» **Exercise goal**:
What follows is a listing; restate every line of it word for word.

» **Data for this exercise**:
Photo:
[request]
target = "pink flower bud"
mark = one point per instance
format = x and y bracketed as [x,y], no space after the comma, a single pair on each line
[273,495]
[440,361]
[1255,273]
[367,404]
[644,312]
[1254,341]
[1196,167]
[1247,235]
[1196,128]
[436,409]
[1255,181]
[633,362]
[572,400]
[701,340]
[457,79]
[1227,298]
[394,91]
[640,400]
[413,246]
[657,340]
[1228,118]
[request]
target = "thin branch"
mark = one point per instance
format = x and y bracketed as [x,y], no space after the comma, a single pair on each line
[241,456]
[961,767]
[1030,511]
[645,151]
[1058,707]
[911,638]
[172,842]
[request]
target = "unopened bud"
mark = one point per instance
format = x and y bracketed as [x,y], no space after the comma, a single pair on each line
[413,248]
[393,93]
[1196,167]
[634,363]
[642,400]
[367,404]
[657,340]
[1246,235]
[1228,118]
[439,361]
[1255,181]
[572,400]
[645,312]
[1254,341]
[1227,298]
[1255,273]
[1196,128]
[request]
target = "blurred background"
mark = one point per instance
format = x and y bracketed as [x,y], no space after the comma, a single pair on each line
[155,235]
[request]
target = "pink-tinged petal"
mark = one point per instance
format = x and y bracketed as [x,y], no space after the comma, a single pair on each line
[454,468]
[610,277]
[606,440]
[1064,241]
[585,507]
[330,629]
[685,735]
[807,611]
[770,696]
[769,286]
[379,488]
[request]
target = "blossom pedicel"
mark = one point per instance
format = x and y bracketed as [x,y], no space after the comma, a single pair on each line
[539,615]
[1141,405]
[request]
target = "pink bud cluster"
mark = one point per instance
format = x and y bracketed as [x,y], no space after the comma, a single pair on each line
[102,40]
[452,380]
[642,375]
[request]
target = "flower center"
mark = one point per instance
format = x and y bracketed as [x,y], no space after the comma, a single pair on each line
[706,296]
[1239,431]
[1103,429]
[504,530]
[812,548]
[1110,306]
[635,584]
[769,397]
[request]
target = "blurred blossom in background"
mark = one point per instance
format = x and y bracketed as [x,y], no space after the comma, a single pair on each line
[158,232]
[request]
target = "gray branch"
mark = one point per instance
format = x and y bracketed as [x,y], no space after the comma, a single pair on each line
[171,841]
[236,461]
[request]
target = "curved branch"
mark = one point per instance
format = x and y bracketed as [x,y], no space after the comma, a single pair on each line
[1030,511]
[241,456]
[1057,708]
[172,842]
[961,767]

» **Exercise output**:
Photo:
[request]
target = "pink flower bud"
mark = one point per instance
format = x and y bracketed as [x,y], no space after the comma, a single pair on each line
[273,495]
[440,361]
[1255,273]
[367,404]
[644,312]
[1254,341]
[1196,167]
[1247,235]
[1196,128]
[436,409]
[1255,181]
[633,362]
[572,400]
[701,340]
[457,79]
[1227,298]
[394,91]
[640,400]
[413,246]
[657,340]
[1228,118]
[request]
target = "thin branch"
mark = one point per instance
format = x and y bracketed as [x,y], no space after the comma, a single pair on each line
[241,456]
[961,767]
[1030,511]
[645,151]
[1058,707]
[911,638]
[172,842]
[request]
target = "unopened bud"
mark = one point per instance
format = x and y bracketed as [x,y], no space after the comma, a single pair on each line
[413,248]
[393,93]
[1196,167]
[634,363]
[642,400]
[367,404]
[657,340]
[1246,235]
[1228,118]
[439,361]
[1255,181]
[572,400]
[645,312]
[1254,341]
[1227,298]
[1255,273]
[1196,128]
[request]
target = "blurred background"
mark = one point per instance
format = x and y bracketed as [x,y], no space after the comma, a single pair on each line
[155,235]
[request]
target = "pink-tinged petal"
mark = one point per instance
format = x and y bracketed as [x,y], no space after the comma, a single pair on each line
[454,468]
[610,277]
[606,440]
[1064,241]
[585,507]
[330,629]
[685,735]
[807,611]
[770,696]
[769,286]
[379,488]
[request]
target = "blossom pedicel"
mark = one point per instance
format = x and y bracketed as [x,y], no space after the comma, a single pair on each line
[539,615]
[1141,405]
[request]
target = "pink bud cluster"
mark = one point per instance
format = x and y bracketed as [x,y], no space after the comma, a single pair on each line
[102,40]
[452,380]
[642,375]
[request]
target = "flower center"
mark = one point per instance
format = x and y bracketed as [x,y], no space after the comma, a single pair on each line
[706,296]
[1239,431]
[1103,429]
[504,530]
[812,548]
[1110,306]
[635,584]
[769,397]
[request]
target = "blurred blossom in background"
mark = one point per instance
format = x and y bracketed as [x,y], no space after the comma, a single pair on each line
[158,232]
[request]
target = "gray branch"
mark = one point per instance
format = x and y bracketed as [x,y], no space after the comma, a single pair on each line
[171,841]
[236,461]
[request]
target = "curved branch"
mark = one point per instance
format = x and y bracketed as [x,y], no space after the comma, a single pair on each line
[1030,511]
[241,456]
[1057,708]
[172,842]
[961,767]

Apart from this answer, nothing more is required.